:: Records supplied ::
⁂

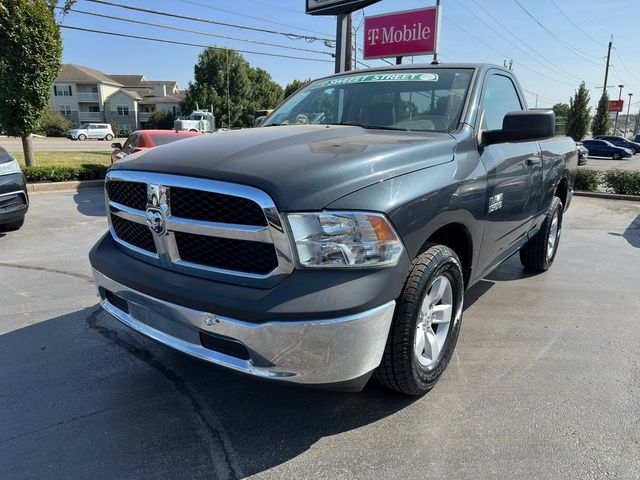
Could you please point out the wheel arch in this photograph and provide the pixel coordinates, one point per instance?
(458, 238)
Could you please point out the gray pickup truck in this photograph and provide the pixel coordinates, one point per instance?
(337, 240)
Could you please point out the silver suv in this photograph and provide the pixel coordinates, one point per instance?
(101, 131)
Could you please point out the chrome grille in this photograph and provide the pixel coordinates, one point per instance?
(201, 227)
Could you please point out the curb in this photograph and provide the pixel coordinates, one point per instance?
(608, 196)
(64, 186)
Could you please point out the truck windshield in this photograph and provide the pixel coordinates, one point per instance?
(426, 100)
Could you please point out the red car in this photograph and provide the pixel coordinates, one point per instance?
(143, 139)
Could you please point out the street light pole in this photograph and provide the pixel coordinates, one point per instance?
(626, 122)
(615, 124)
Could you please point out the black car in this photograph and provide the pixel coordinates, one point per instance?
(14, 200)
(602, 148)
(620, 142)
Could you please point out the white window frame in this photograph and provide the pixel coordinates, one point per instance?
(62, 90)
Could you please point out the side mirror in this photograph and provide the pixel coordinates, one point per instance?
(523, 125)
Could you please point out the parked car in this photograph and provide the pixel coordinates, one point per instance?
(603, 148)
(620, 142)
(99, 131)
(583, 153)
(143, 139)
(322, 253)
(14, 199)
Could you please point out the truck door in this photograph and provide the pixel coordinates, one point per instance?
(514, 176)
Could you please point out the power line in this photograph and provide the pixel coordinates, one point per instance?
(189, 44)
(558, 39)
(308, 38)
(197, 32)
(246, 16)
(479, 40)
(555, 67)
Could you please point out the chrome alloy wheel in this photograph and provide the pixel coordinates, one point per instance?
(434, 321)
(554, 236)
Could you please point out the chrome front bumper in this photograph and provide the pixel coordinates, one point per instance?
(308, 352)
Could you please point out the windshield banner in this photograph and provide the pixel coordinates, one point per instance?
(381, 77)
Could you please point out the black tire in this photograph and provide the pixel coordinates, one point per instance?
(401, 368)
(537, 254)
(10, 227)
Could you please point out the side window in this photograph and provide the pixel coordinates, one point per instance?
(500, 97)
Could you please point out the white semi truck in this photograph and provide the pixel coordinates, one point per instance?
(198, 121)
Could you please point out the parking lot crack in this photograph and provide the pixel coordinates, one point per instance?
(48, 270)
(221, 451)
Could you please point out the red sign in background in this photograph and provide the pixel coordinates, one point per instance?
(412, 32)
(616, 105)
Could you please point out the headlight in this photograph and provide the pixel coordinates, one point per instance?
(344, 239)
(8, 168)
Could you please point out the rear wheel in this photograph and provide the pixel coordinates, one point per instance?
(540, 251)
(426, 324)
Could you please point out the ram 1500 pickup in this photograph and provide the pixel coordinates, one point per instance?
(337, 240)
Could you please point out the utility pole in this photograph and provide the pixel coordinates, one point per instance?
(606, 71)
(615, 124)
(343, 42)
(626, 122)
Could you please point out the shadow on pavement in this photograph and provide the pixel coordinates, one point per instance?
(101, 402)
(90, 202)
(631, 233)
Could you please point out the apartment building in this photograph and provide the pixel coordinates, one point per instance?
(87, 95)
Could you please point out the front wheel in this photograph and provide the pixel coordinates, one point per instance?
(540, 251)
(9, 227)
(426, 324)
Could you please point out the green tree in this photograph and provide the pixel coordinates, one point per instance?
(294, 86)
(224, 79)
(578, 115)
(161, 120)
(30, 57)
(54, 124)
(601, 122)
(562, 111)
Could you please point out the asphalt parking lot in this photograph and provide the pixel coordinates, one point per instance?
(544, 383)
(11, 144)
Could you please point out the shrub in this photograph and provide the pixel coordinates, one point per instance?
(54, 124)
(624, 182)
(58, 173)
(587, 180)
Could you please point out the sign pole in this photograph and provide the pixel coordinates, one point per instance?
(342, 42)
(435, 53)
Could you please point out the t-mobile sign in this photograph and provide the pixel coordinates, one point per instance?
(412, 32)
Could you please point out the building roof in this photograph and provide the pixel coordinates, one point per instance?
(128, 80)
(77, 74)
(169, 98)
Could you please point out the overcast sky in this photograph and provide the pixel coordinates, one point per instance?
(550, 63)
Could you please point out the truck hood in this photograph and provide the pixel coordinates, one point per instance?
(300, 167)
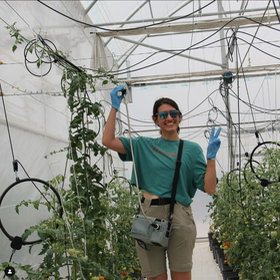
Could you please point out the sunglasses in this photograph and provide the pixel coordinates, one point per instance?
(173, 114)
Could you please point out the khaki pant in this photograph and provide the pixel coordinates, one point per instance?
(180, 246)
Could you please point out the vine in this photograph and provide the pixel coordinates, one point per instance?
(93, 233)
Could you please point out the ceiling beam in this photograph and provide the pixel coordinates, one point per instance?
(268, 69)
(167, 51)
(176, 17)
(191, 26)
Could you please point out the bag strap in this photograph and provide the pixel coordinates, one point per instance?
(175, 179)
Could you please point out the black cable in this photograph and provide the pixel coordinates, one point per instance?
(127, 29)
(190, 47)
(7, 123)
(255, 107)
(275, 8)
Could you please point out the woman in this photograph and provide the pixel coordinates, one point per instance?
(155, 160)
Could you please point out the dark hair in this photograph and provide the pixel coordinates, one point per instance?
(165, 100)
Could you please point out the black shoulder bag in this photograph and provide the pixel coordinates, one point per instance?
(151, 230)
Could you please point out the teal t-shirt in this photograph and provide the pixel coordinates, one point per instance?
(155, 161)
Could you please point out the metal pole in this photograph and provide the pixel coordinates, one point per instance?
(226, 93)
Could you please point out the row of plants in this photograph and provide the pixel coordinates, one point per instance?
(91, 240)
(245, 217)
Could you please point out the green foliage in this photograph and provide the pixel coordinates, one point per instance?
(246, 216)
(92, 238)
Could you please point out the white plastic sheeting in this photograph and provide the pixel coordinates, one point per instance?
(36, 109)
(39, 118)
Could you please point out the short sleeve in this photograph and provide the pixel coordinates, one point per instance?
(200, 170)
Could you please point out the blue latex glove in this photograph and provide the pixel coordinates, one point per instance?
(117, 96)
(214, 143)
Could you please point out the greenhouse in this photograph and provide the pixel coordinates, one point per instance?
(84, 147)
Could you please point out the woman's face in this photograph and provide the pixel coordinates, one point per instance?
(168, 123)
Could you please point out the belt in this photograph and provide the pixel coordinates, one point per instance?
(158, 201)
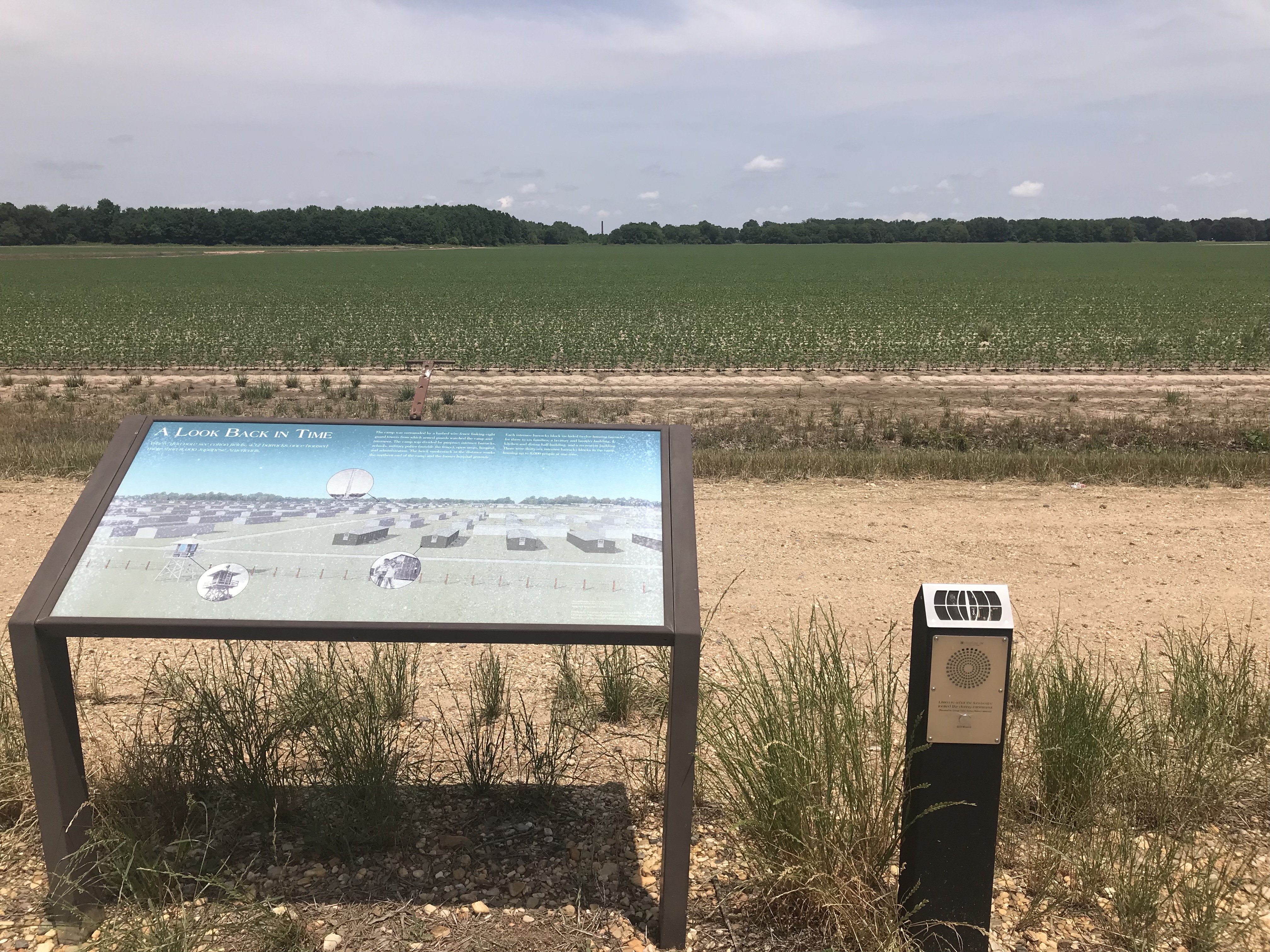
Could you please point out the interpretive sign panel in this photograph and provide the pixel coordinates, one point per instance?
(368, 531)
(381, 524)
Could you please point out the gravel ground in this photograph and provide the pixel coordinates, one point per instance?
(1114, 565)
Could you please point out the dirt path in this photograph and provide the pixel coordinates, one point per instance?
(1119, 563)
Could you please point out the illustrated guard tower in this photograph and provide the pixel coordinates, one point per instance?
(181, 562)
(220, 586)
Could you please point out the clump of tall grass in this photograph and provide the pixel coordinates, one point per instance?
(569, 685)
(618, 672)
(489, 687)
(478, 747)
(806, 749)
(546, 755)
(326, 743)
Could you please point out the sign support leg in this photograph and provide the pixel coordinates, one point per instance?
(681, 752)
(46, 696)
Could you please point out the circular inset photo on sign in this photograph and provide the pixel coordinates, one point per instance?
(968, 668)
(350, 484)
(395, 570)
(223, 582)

⁂

:: Written request ::
Rewrite all of the records above, replacing "in this photograph" with "in this image" everywhere it occurs and leaving everything else unchanged. Do not include the pictures in your answer.

:: Correct output ::
Could you please point out the wheel arch in this image and provide the pixel coordinates, one point per instance?
(458, 238)
Could you please point out the gray pickup truck in this image and provide the pixel coordinates, one point per instance?
(337, 240)
Could you please point out the silver suv in this image and provide the pixel coordinates, one point per instance?
(101, 131)
Could you please point out the chrome grille in this image and provide the pixel coordinates, one point per instance?
(201, 227)
Could you please point out the curb in this image and provide the pixel coordinates, one point per instance?
(608, 196)
(64, 186)
Could you please point out the truck windshield in this image and provide the pixel coordinates, one point per instance?
(426, 100)
Could you please point out the red car in this image and provide the pixel coordinates, one point per instance?
(143, 139)
Could you please point out the street light pole in this image and provide the pixel coordinates, one point per instance?
(626, 122)
(615, 124)
Could you please point out the black car in this image and provide the pixel coordinates, one point per instance?
(14, 200)
(602, 148)
(620, 142)
Could you please point out the white window frame in this image and provide the pixel coordinates, one point per instance?
(62, 90)
Could you please point out the side mirror in this image and provide the pixel coordinates, one point per instance?
(523, 125)
Could you please point out the parked car in this image and provide the pixel coordinates, one point per instance?
(603, 148)
(620, 142)
(99, 131)
(583, 153)
(143, 139)
(322, 253)
(14, 199)
Could you please point out the truck door in this image and provide the pixel coordinates, one point per instance?
(514, 176)
Could you please point out the power line in this image and provide the pixel coordinates, one point per instance?
(189, 44)
(558, 39)
(308, 38)
(197, 32)
(246, 16)
(479, 40)
(555, 67)
Could you please point out the chrome alloy wheel in this image and provide the pixel coordinates, one point per instance?
(434, 321)
(554, 236)
Could you please point out the chrome front bumper in this image and provide the pixel coordinates, one point per instance?
(308, 352)
Could you please point out the windshield banner in this image and provide the pixel coordinates, one point per instance?
(381, 77)
Could you please point out the black tire in this image and provide the pixel coordinates, one point per instance?
(401, 368)
(537, 254)
(10, 227)
Could you please point out the side window in this image and provide the pixel coordinates, one point per instance?
(500, 97)
Could you please point out the white semi truck in this image and provide the pixel coordinates, one point per instance?
(198, 121)
Could you please point out the parking lot crack in this image and provide the pixel coordinates, one point per instance?
(48, 270)
(221, 451)
Could you please point out the red sign in background in this image and provide the pixel coordinates, one point per instance?
(412, 32)
(616, 105)
Could you please point out the headlight in this image and provide the pixel coordinates, one point per instance?
(344, 239)
(8, 168)
Could you please point out the rear wheel in this image and provide the pixel coordinates, one point per instance?
(540, 251)
(426, 324)
Could you please point out the ram 1500 pickup in this image and provide the pixel coordinates, one point per instance?
(337, 240)
Could you please point out the utility pole in this image and provide the pixel coordinates, one point per instance?
(606, 71)
(615, 124)
(343, 42)
(626, 122)
Could you please point out the shadow on pavement in this image and provide the pixel coordinates, one point per instance?
(101, 402)
(90, 202)
(631, 233)
Could you please point out the apartment building in this image and provide the pixel coordinates, one point per instance?
(87, 95)
Could you please point out the front wheel in this image and provide the pixel coordinates, one point per instance?
(540, 251)
(9, 227)
(426, 324)
Could you please point out the green tree in this image and provide the pixel coordinates, one point per instance?
(294, 86)
(224, 79)
(578, 115)
(161, 120)
(30, 57)
(54, 124)
(601, 122)
(562, 111)
Could you please point out the asphalt parking lot in this image and provide the pixel coordinates, one point per instance?
(544, 383)
(11, 144)
Could you please point out the shrub in this image and provide the pixel coordinates, one point per instance?
(54, 124)
(624, 182)
(58, 173)
(587, 180)
Could you please point out the sign pole in this image and provide the pixel coordinates, one point per instance?
(342, 42)
(435, 53)
Could you please point out the t-mobile sign in this image and provide the pixel coordinates, one point per instance?
(412, 32)
Could you please point out the building roof in this image and provide the pixel coordinates, one point per instance?
(128, 80)
(77, 74)
(169, 98)
Could you please point out the overcast sky in this image and provide the pixel coordinates, one point per instance?
(550, 63)
Could you please point out the truck hood in this image and provide the pixel coordinates, one point per instance?
(300, 167)
Could you please point out the sunglasses in this image and provide the pixel coordinates, one point per instance?
(173, 114)
Could you please point out the khaki pant in this image and provide the pixel coordinates, one point per instance?
(180, 246)
Could you please point out the vine in this image and provide the pixel coordinates, one point per instance?
(93, 233)
Could you please point out the ceiling beam in this image and provide the pixel coordinates, one point per instance?
(268, 69)
(167, 51)
(176, 17)
(191, 26)
Could you please point out the bag strap in this image and provide the pixel coordinates, one point per instance?
(175, 179)
Could you please point out the black cable in this image and provide the pixel coordinates, one point per instance?
(127, 29)
(190, 47)
(7, 123)
(255, 107)
(275, 8)
Could you please point out the woman in this image and provide the pixel coordinates, one point per instance?
(155, 160)
Could you please point out the dark hair in this image and provide the pixel coordinates, one point per instance?
(165, 100)
Could you please point out the black shoulder bag in this image and provide the pixel coordinates, one point per instance?
(151, 230)
Could you please point out the teal t-shirt in this image and provide the pixel coordinates, one point per instance?
(155, 161)
Could you please point out the metal pole in this image and provide the pixel coordinates, one point per instance?
(226, 93)
Could you please point out the row of plants in this image and provide the pixel coordinates, one point per instance?
(91, 240)
(245, 217)
Could you please point out the green foliage in this image and provide the pixel coordinates, one point per instance?
(246, 216)
(92, 238)
Could you please point out the white plastic sheeting in this image and provide the pixel coordinates, one point per instance?
(36, 109)
(39, 118)
Could you please point out the short sleeve in this image and provide the pixel coordinates, one point per instance?
(200, 170)
Could you please point out the blue latex glove in this image and provide the pixel coordinates, one point per instance?
(117, 96)
(214, 143)
Could you please point out the greenhouse in this image and provide the pixel coordinates, one point per instance?
(84, 147)
Could you please point out the woman's face in this image and provide the pixel coordinates, one point per instance?
(168, 123)
Could you please point out the belt in this image and provide the pixel coordinates, one point per instance?
(158, 201)
Could you please point out the interpretive sign panel in this image and provide the pixel coordinates, one point per instance?
(368, 531)
(381, 524)
Could you please point out the gravel ground in this image and provide the pixel coordinates, one point per instance?
(1114, 565)
Could you please point out the dirt path in this image and provide the pixel coordinates, one point per instance?
(1119, 563)
Could you please point out the illustrated guard tower in this image and provide the pixel coordinates, one point per instance?
(181, 562)
(220, 586)
Could you please point out the clump of tall grass in this image and provide the pixel coordinates, one point per instance?
(569, 685)
(618, 672)
(489, 687)
(478, 747)
(806, 749)
(546, 755)
(326, 743)
Could you please point out the sign support leg in this image and provide the pixel coordinates, one point per instance?
(681, 752)
(46, 696)
Could you please point out the circular inset photo on sign in this image and provide the pixel coordinates, one point per instance?
(968, 668)
(350, 484)
(395, 570)
(223, 582)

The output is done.